### PASSAGE SHOWN
────────────────────────────────────────

But the room's defining quality isn't its square footage — it's the silence. The walls are thick, genuinely thick, in a way that modern construction almost never allows. You close the door and the world goes quiet. No highway hum. No neighboring television. No housekeeping cart rattling past at seven in the morning. Just the faint click of the ceiling fan and, if you open the terrace doors, the distant white noise of the Pacific two hundred feet below. You sleep the kind of sleep that makes you realize you haven't been sleeping well for months.

Mornings here have a particular rhythm. You wake to that golden coastal light — not the harsh, flat light of Los Angeles, but something softer, filtered through marine layer that burns off by ten. Coffee on the terrace. The ocean is right there, but you're elevated enough that it feels like a painting rather than a destination. You don't rush to the beach. You don't rush anywhere. This is the trick Pelican Hill plays: it makes you feel like you have nowhere to be, even when you've booked a tee time.

The walls are thick enough to hold the world at bay. You close the door and realize you haven't been sleeping well for months.

The Coliseum Pool — a perfect circle, 136 feet across, ringed by private cabanas — is the resort's most photographed feature, and it earns every pixel. But what no photograph captures is the acoustic quality of the space: the way sound bounces off the curved walls and water so that a hundred people feel like twenty. You can hold a conversation at normal volume. You can read. I watched a man fall asleep in a cabana at two in the afternoon with a paperback open on his chest, and I envied him nothing because I was about to do the same thing.

Dining tilts Italian, predictably, and Andrea — the resort's signature restaurant — does a credible job with handmade pasta and coastal California ingredients. The burrata is excellent. The truffle risotto is rich enough to end a conversation. But here's the honest beat: the food, across the property, is good rather than great. It's resort dining with better-than-average execution, priced at levels that assume you've stopped looking at the right side of the menu. You won't have a bad meal. You also won't have the meal you tell your friends about six months later. For that, drive fifteen minutes to the restaurants along the coast — Pelican Hill won't mind, and neither will you.

────────────────────────────────────────

### WHAT IS REQUIRED
Answer these from the Pelican Hill passage:
1. How far below the room is the Pacific?
2. How wide is the Coliseum Pool?
3. What is the resort's signature restaurant called?
You won't need the rows below the passage.

────────────────────────────────────────

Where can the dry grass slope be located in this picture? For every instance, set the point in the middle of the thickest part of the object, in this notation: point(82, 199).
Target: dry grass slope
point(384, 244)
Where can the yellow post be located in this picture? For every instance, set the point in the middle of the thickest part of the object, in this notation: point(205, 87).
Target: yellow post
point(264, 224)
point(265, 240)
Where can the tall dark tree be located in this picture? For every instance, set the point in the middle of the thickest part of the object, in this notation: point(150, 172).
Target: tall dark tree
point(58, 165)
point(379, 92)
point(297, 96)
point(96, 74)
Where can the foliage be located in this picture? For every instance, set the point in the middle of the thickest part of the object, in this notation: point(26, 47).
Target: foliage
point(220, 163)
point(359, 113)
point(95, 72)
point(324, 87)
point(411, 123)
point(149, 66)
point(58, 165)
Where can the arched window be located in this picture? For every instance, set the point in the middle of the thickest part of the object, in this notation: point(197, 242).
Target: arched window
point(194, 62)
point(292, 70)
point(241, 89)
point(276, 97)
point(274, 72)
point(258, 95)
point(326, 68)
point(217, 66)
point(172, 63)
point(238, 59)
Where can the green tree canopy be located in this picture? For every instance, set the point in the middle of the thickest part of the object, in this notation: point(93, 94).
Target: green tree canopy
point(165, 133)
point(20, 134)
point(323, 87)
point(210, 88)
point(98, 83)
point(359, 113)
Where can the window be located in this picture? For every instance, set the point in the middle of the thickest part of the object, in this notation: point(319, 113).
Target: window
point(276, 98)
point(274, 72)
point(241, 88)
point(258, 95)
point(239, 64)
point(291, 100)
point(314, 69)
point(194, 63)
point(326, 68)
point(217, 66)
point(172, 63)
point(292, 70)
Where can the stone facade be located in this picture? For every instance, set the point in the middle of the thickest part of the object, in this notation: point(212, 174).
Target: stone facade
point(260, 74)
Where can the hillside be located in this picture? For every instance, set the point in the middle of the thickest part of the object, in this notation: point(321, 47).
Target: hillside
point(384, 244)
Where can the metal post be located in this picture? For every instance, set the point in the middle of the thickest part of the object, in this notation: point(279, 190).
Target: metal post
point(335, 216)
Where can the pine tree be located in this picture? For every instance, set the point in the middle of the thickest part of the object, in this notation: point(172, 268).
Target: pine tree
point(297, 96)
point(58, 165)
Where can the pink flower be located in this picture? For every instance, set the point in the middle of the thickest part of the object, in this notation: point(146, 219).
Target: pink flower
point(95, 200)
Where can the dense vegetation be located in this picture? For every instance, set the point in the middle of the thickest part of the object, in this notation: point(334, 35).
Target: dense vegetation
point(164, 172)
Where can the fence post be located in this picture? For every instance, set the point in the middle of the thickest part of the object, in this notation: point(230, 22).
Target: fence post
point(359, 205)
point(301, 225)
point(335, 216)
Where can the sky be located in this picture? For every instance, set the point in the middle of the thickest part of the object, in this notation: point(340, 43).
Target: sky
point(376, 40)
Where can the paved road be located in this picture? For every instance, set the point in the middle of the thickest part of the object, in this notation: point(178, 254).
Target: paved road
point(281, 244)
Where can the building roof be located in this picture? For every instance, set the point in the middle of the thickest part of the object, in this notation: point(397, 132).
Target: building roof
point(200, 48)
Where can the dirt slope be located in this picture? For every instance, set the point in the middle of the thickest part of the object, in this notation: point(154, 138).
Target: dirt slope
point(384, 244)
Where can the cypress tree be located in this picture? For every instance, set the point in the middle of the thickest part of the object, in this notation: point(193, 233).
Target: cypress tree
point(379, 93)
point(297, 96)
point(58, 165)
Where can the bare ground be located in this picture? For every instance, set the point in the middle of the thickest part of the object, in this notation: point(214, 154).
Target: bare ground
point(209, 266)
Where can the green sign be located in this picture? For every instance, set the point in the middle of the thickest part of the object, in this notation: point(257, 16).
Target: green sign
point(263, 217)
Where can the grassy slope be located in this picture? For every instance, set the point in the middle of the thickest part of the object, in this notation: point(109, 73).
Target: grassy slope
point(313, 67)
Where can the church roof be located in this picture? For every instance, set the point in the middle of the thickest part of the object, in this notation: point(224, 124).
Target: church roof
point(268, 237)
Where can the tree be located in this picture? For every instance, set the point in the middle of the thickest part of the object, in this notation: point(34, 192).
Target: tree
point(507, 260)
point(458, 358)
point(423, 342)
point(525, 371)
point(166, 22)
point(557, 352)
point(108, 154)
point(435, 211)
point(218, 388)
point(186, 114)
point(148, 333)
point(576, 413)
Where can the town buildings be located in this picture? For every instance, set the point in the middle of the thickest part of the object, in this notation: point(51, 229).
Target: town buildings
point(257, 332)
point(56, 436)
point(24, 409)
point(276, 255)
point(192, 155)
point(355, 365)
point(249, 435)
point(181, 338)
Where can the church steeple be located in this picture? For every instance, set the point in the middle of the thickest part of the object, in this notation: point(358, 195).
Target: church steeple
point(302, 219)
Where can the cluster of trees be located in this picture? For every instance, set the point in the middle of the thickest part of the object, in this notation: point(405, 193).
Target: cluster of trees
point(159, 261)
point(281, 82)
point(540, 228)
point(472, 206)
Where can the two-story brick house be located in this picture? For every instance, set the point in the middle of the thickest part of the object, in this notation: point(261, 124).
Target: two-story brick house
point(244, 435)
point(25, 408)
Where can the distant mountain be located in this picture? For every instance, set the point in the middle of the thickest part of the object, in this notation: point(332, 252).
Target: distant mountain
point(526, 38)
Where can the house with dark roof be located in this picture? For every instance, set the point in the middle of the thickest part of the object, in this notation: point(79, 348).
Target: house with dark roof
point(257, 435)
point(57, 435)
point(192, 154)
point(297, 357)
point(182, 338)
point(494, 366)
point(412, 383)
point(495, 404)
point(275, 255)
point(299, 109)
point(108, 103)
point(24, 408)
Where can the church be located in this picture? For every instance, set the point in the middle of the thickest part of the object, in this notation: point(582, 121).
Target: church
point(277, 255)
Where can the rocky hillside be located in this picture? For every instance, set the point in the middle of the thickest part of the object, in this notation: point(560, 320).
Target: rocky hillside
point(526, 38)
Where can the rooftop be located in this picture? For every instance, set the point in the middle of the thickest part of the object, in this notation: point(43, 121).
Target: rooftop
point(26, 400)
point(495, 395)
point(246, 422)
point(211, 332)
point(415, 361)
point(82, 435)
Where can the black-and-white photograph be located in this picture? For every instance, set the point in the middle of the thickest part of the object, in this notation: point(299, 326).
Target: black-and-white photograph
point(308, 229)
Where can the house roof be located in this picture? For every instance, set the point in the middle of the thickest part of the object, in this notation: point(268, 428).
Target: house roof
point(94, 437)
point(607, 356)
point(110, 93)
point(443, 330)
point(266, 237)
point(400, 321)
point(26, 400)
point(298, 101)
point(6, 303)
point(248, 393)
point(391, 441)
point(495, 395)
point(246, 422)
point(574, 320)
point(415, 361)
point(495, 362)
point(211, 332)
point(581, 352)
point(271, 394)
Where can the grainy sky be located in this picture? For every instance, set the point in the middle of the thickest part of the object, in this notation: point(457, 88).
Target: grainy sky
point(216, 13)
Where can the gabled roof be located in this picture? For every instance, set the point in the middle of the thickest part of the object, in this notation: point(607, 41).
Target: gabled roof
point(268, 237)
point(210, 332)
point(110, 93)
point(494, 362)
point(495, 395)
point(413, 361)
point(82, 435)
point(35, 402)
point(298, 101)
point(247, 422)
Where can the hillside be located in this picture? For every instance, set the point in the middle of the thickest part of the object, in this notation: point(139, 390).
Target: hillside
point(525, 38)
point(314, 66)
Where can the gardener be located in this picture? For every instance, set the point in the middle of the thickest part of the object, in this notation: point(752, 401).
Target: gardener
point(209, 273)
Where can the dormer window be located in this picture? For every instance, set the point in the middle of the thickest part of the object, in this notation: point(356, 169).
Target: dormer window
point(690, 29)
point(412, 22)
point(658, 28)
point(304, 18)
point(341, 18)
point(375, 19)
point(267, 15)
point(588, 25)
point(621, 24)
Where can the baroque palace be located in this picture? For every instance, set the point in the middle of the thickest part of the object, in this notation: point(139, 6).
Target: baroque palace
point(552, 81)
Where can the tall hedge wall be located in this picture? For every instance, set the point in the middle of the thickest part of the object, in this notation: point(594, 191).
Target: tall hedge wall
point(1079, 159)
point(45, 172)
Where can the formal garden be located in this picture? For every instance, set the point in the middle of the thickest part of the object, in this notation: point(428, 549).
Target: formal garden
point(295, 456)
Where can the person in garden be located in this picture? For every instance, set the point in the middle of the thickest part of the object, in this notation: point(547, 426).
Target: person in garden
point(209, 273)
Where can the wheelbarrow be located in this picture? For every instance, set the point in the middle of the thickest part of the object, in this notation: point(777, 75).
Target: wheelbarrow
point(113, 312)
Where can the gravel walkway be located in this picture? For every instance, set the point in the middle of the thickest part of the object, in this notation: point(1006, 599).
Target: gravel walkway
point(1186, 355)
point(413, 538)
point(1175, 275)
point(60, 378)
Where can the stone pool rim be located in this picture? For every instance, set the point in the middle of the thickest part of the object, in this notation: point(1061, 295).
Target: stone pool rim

────────────────────────────────────────

### FINAL ANSWER
1. Two hundred feet
2. 136 feet across
3. Andrea